## STORED DATA

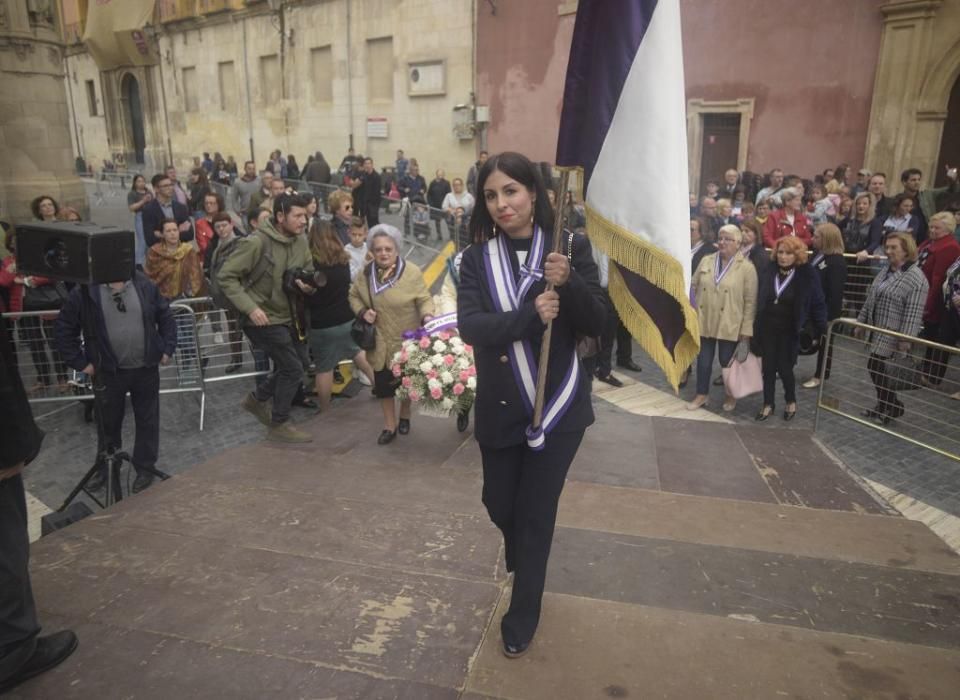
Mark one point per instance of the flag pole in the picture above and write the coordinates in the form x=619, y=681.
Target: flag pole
x=559, y=212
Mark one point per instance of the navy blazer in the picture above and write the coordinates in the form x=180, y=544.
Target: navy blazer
x=153, y=216
x=500, y=418
x=159, y=327
x=810, y=303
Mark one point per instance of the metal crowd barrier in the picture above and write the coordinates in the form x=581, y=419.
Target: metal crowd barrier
x=915, y=391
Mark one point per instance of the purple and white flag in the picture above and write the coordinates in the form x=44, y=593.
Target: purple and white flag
x=624, y=124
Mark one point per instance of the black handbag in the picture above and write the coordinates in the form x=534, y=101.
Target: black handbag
x=364, y=334
x=47, y=297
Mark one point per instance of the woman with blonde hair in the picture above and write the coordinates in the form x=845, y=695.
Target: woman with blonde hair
x=894, y=302
x=391, y=294
x=725, y=289
x=340, y=206
x=832, y=271
x=330, y=314
x=789, y=297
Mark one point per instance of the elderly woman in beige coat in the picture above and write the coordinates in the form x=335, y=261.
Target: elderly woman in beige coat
x=392, y=295
x=725, y=290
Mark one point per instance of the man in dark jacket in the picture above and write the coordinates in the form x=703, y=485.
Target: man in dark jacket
x=165, y=206
x=135, y=333
x=366, y=193
x=23, y=654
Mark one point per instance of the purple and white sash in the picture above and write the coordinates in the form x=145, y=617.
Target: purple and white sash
x=380, y=287
x=508, y=295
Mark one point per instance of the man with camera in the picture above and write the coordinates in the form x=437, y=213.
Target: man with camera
x=23, y=654
x=265, y=295
x=134, y=332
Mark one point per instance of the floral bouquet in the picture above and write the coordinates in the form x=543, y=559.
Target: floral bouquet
x=435, y=368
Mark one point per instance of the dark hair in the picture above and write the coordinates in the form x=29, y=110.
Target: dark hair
x=908, y=173
x=220, y=203
x=517, y=167
x=35, y=205
x=325, y=246
x=285, y=202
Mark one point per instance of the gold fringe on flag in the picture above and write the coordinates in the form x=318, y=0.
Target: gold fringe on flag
x=661, y=270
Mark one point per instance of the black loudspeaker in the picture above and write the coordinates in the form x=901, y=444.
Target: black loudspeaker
x=75, y=251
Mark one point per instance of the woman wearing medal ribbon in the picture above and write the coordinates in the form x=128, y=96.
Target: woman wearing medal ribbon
x=790, y=295
x=725, y=285
x=392, y=295
x=503, y=309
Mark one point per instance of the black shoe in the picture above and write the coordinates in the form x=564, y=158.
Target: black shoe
x=98, y=481
x=611, y=380
x=143, y=481
x=515, y=651
x=50, y=651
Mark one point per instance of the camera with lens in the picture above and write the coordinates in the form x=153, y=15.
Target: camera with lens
x=314, y=278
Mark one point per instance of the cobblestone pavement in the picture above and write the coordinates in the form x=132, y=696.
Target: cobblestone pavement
x=907, y=468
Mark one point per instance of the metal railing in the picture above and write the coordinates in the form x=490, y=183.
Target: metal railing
x=910, y=395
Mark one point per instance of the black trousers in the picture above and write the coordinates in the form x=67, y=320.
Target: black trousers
x=282, y=383
x=779, y=357
x=18, y=614
x=613, y=329
x=144, y=387
x=521, y=489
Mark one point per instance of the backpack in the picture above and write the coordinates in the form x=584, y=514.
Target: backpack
x=263, y=266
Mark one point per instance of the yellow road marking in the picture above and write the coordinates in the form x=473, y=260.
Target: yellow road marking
x=436, y=268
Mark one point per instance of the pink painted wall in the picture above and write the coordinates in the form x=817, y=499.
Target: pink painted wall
x=810, y=68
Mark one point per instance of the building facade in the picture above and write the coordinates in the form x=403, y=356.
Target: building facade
x=35, y=148
x=872, y=83
x=164, y=81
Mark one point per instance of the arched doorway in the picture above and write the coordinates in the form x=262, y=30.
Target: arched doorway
x=130, y=89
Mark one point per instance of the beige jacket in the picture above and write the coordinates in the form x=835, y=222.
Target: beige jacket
x=726, y=310
x=400, y=308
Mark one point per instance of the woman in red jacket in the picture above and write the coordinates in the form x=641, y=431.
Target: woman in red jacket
x=935, y=256
x=788, y=221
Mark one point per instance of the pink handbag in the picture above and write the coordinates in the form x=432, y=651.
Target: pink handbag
x=743, y=378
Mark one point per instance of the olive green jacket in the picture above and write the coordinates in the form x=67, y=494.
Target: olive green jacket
x=266, y=293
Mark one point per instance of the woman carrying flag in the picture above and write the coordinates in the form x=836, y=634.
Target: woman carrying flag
x=503, y=309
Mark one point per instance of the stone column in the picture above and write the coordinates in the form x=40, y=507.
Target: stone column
x=895, y=117
x=36, y=156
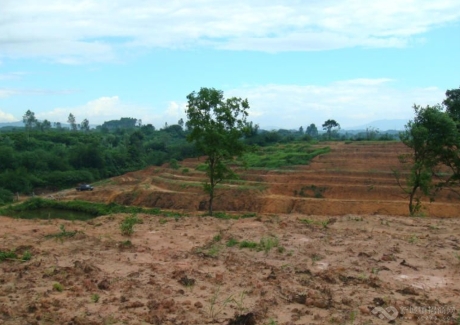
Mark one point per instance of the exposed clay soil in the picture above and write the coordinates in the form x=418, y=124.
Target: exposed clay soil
x=355, y=178
x=347, y=251
x=179, y=272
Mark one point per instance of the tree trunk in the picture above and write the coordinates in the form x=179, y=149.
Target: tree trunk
x=211, y=198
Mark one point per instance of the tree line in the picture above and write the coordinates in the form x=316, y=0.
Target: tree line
x=47, y=156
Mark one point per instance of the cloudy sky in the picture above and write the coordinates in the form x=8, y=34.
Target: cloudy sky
x=296, y=61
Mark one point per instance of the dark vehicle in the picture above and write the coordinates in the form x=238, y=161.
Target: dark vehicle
x=84, y=187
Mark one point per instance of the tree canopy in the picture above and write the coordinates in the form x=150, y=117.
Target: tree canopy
x=217, y=126
x=434, y=161
x=329, y=125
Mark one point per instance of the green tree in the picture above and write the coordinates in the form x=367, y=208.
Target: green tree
x=329, y=125
x=45, y=125
x=312, y=130
x=30, y=121
x=71, y=120
x=216, y=126
x=434, y=141
x=452, y=104
x=84, y=125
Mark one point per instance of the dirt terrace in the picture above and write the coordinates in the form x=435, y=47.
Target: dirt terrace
x=354, y=178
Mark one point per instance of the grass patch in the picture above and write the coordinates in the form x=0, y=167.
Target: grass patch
x=281, y=155
x=62, y=234
x=226, y=216
x=127, y=225
x=248, y=244
x=232, y=242
x=58, y=287
x=90, y=208
x=7, y=255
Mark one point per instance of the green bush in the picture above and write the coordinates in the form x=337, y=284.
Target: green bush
x=127, y=225
x=6, y=196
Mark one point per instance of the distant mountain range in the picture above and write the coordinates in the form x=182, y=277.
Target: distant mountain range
x=382, y=125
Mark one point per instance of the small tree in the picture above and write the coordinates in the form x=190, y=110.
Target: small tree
x=72, y=122
x=312, y=130
x=329, y=125
x=85, y=125
x=30, y=121
x=452, y=104
x=434, y=140
x=216, y=126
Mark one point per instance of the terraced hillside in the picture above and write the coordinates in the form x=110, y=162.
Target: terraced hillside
x=353, y=178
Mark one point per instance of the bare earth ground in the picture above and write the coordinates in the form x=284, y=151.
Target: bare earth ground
x=344, y=251
x=324, y=271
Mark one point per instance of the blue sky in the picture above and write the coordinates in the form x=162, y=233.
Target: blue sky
x=297, y=62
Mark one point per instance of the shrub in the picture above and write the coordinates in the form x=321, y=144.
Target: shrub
x=6, y=196
x=127, y=225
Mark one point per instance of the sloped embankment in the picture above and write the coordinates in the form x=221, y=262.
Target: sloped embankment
x=353, y=178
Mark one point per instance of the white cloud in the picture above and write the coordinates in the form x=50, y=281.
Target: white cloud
x=78, y=31
x=11, y=76
x=7, y=93
x=349, y=102
x=6, y=117
x=105, y=109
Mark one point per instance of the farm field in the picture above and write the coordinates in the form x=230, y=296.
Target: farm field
x=326, y=243
x=354, y=178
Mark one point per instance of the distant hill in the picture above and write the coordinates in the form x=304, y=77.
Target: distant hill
x=12, y=124
x=382, y=125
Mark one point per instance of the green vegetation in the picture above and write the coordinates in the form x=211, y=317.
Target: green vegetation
x=58, y=287
x=95, y=297
x=434, y=162
x=91, y=208
x=216, y=127
x=248, y=244
x=127, y=225
x=6, y=255
x=232, y=242
x=12, y=255
x=63, y=233
x=265, y=244
x=44, y=156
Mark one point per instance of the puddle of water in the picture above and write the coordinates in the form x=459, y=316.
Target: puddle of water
x=49, y=213
x=425, y=281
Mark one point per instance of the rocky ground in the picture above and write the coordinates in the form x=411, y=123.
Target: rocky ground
x=268, y=269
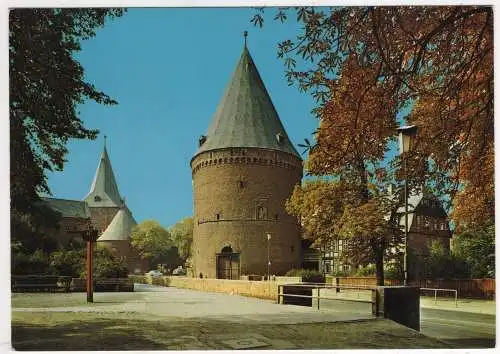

## HOW TO COMPLETE THIS TASK
Print exactly the lines of the listing above starting at the line containing "Mark one point per instance of the tree line" and ending at the line containing "Mark one point per instance of the bare", both included.

## OUTPUT BELOW
Mark one point per instance of the tree line in the picture above and write the coordinates in the form x=316, y=0.
Target: tree line
x=47, y=156
Mark one point per instance of the cloudy sky in the picture above and write the coordinates in the form x=8, y=34.
Target: cloudy sky
x=296, y=61
Mark one point per instance of the dark vehicle in the picture above and write the coordinates in the form x=238, y=161.
Target: dark vehicle
x=84, y=187
Mark one point per instance of the tree canopy in the picture above and write the coordinates in the form x=150, y=117.
Target: tree canopy
x=217, y=126
x=434, y=161
x=329, y=125
Mark one point per instance of the green tree in the picture above and write the coordinates in the form x=367, y=208.
Target: green tree
x=329, y=125
x=45, y=125
x=312, y=130
x=30, y=121
x=71, y=120
x=216, y=126
x=434, y=141
x=452, y=104
x=84, y=125
Mark one point per instance of the dirt terrace in the picture above and write the coordinates in the form x=435, y=47.
Target: dirt terrace
x=354, y=178
Mark one point per instance of the grass patch in the picture above and write the coordinates in the form x=0, y=167.
Target: grass patch
x=281, y=155
x=62, y=234
x=226, y=216
x=127, y=225
x=248, y=244
x=232, y=242
x=58, y=287
x=90, y=208
x=7, y=255
Mark one point per instance of the green bush in the picture above and write the coordinates in the form x=337, y=284.
Target: green bush
x=127, y=225
x=6, y=196
Mark one point per instance of the distant mountain range in the picture above and write the coordinates in the form x=182, y=277.
Target: distant mountain range
x=382, y=125
Mark one point per instance of the small tree in the picture above and write the coordinates in the form x=190, y=110.
Target: small tree
x=72, y=122
x=312, y=130
x=329, y=125
x=85, y=125
x=30, y=121
x=452, y=104
x=434, y=140
x=216, y=126
Mark one point per instance of the terraced hillside in the picture above and write the coordinates in the form x=110, y=162.
Target: terraced hillside
x=353, y=178
Mark one point per instance of the bare earth ground in the picture above and write the coordinates in the form x=284, y=151.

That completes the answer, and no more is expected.